(Dataset items)
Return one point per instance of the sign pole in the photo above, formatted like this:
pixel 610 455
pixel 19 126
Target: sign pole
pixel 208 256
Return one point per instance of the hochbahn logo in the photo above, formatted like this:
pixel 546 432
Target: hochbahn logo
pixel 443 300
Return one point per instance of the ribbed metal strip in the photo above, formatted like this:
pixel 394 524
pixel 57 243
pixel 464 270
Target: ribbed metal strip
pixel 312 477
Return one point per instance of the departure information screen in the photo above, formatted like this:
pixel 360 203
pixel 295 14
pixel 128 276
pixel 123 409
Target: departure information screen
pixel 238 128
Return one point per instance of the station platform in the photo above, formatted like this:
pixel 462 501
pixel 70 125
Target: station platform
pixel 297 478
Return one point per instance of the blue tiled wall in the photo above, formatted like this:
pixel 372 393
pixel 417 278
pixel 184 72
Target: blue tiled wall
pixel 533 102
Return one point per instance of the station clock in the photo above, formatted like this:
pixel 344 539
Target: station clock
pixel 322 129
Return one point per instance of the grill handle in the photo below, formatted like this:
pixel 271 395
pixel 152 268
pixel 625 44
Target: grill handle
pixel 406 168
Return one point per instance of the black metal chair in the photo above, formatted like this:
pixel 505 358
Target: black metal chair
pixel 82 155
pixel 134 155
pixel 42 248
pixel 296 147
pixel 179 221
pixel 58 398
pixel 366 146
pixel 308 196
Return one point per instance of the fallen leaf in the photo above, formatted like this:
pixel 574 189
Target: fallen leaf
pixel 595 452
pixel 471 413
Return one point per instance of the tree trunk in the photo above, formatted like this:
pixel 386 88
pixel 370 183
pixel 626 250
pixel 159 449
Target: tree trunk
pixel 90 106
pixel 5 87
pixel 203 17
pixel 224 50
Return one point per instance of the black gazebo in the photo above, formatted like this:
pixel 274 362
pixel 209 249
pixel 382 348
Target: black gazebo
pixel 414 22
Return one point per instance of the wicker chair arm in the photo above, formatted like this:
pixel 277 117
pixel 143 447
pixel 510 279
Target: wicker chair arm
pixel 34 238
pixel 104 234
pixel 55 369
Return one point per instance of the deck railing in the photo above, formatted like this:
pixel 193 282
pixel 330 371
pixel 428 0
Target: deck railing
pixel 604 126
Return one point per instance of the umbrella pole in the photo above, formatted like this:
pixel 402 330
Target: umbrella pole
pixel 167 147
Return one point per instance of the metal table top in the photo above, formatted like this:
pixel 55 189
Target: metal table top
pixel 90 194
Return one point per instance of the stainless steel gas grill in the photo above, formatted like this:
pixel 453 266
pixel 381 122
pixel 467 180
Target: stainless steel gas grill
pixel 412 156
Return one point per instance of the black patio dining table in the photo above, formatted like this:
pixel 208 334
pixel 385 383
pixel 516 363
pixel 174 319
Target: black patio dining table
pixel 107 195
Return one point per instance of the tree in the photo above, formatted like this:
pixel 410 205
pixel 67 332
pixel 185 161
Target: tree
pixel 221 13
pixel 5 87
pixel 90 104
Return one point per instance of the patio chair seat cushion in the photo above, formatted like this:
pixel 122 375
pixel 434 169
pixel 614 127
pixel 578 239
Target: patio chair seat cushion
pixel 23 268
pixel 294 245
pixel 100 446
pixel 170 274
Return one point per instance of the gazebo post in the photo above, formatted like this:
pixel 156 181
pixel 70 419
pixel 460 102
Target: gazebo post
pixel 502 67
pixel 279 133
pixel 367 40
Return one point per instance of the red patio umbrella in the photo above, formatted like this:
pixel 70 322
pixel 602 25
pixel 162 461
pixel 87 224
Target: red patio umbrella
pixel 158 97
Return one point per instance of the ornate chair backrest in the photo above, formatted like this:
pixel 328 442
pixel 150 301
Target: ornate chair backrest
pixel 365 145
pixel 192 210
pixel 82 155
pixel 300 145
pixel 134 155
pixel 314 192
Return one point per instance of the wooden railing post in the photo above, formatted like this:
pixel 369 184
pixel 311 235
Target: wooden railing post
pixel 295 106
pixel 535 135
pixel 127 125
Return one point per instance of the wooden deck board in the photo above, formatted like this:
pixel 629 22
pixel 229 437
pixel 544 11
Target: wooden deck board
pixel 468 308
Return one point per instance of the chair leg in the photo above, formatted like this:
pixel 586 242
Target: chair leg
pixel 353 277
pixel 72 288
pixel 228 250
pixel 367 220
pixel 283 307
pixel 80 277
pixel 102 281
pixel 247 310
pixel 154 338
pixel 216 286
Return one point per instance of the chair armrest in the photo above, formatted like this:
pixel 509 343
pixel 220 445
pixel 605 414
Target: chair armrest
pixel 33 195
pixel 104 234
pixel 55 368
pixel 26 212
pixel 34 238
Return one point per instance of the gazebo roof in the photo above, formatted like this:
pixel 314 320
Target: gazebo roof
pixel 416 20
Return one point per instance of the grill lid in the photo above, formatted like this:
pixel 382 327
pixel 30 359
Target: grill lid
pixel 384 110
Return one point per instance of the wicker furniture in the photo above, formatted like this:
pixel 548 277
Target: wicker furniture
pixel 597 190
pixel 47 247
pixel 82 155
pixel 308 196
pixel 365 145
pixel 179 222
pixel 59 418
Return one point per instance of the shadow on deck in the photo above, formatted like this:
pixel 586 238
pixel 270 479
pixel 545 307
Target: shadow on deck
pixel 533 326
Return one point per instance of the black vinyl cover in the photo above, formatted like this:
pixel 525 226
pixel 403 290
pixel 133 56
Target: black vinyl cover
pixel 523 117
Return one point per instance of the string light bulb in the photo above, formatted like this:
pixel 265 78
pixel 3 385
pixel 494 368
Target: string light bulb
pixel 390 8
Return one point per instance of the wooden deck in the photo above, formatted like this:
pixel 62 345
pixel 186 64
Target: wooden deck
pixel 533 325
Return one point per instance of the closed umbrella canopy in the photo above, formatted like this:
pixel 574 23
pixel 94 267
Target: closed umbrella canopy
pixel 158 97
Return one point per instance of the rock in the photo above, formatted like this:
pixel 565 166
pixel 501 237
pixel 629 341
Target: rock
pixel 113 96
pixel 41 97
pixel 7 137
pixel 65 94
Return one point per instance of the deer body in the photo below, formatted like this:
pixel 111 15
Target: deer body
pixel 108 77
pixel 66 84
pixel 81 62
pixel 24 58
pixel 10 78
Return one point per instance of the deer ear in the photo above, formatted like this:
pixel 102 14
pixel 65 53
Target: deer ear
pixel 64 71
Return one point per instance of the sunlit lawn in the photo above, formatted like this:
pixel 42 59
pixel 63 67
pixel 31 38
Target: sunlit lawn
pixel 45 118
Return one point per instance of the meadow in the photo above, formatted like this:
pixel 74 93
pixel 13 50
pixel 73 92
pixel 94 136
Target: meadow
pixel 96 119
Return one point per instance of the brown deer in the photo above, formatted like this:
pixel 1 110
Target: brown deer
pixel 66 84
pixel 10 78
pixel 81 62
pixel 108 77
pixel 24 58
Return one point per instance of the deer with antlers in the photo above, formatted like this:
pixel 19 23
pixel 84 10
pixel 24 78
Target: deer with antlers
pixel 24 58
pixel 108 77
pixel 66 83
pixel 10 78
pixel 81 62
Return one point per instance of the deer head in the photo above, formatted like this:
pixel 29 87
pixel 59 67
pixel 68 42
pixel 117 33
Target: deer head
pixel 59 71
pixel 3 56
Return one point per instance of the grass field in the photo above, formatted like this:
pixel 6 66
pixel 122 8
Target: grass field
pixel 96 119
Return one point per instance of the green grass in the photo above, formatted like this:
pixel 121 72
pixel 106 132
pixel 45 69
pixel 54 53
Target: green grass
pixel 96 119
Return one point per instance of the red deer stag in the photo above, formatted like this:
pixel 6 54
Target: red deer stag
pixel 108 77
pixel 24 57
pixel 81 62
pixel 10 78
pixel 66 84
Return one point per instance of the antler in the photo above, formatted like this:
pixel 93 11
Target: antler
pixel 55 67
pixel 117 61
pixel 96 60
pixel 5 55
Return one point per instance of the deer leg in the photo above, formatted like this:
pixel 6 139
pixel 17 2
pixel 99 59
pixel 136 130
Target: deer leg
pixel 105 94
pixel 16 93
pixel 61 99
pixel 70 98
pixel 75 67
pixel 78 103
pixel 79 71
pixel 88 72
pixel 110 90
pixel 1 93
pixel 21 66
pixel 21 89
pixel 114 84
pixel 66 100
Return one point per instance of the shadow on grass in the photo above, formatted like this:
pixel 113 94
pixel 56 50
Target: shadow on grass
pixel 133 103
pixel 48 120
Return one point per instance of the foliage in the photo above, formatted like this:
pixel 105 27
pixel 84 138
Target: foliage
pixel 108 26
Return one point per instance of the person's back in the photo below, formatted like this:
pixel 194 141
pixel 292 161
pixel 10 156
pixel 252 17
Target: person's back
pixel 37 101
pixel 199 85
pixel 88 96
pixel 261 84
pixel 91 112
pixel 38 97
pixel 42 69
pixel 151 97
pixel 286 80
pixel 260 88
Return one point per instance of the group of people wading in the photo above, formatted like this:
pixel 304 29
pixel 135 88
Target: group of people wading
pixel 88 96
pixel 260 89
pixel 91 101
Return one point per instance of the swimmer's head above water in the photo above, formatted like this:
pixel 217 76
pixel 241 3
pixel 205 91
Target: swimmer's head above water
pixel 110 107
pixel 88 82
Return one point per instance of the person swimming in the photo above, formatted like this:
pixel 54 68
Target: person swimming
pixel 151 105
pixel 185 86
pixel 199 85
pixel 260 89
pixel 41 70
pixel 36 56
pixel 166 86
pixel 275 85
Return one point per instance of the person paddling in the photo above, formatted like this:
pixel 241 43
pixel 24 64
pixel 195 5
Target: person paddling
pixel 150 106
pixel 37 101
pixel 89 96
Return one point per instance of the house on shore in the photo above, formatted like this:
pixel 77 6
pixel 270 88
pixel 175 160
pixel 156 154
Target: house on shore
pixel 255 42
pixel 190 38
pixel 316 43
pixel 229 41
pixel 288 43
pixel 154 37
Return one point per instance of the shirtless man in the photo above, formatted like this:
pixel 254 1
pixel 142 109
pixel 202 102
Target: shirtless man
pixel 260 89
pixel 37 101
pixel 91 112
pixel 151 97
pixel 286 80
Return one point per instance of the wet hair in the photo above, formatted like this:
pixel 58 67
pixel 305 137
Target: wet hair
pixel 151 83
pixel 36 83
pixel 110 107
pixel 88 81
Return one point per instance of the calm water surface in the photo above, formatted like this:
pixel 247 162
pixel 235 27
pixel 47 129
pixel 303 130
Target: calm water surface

# INSTRUCTION:
Give every line from the start of the listing through the line containing "pixel 443 300", inclusive, as a numbered list with blank lines left out.

# TASK RESULT:
1. Return one point per instance of the sign pole in the photo above, formatted like this:
2. pixel 610 455
3. pixel 19 126
4. Target: sign pole
5. pixel 208 256
6. Return one point per instance of the hochbahn logo in the photo above, formatted like this:
7. pixel 546 432
8. Target: hochbahn logo
9. pixel 443 300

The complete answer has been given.